### Challenge
Pictures do not belong in the copy; quote every entry below exactly.

### Data supplied
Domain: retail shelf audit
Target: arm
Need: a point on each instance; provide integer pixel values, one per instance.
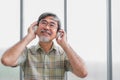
(75, 60)
(11, 55)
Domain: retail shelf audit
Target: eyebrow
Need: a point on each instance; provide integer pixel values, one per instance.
(50, 21)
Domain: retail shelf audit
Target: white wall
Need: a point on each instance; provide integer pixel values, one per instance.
(86, 27)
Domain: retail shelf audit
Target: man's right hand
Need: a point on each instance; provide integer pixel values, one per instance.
(31, 32)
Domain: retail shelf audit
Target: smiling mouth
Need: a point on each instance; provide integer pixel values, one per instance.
(46, 32)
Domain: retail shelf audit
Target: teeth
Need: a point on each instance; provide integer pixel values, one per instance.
(48, 32)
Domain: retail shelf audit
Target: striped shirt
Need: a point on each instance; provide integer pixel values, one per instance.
(38, 65)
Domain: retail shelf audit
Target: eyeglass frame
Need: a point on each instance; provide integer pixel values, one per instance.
(45, 23)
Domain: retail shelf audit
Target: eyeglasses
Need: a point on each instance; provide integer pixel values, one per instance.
(51, 25)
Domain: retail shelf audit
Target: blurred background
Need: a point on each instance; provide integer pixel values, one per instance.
(86, 26)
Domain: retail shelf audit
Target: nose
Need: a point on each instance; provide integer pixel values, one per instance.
(47, 26)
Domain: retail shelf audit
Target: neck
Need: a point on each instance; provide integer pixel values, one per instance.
(46, 46)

### Output for this task
Domain: retail shelf audit
Target: arm
Need: a point on each instance; provide integer pixel values, one per instance.
(75, 60)
(11, 55)
Domain: retail shelf audit
Target: eyebrow
Need: a point on each instance; provide integer pixel values, one per instance.
(50, 21)
Domain: retail shelf audit
Target: white wall
Need: a point on each instance; provide integer pixel values, one per instance.
(86, 27)
Domain: retail shelf audit
Target: man's right hand
Need: a point on each instance; provide integer pixel values, one per instance.
(31, 32)
Domain: retail shelf audit
Target: smiling mouth
Need: a point on each instance; provide integer pixel values, one per instance.
(46, 32)
Domain: retail shelf audit
Target: teeth
Need: a point on each instance; provide integer pixel values, one per instance.
(48, 32)
Domain: retail shelf audit
Target: striped shirt
Need: a point on each instance; provide integer pixel values, one per instance.
(38, 65)
Domain: retail shelf audit
Target: eyeglass frame
Need: a point on each instance; provide integer pixel values, one per instance.
(45, 23)
Domain: retail shelf audit
Target: eyeglasses
Need: a point on each instance; provide integer pixel values, one per instance.
(51, 25)
Domain: retail shelf audit
Target: blurred background
Need: a point on each instance; provide integer pixel values, one per instance.
(86, 26)
Domain: retail shelf audit
Target: nose
Need: a point on each instance; provide integer pixel values, one per instance.
(47, 26)
Domain: retail shelf audit
Target: neck
Need: a point on each instance; provide integer pixel values, one per instance.
(46, 46)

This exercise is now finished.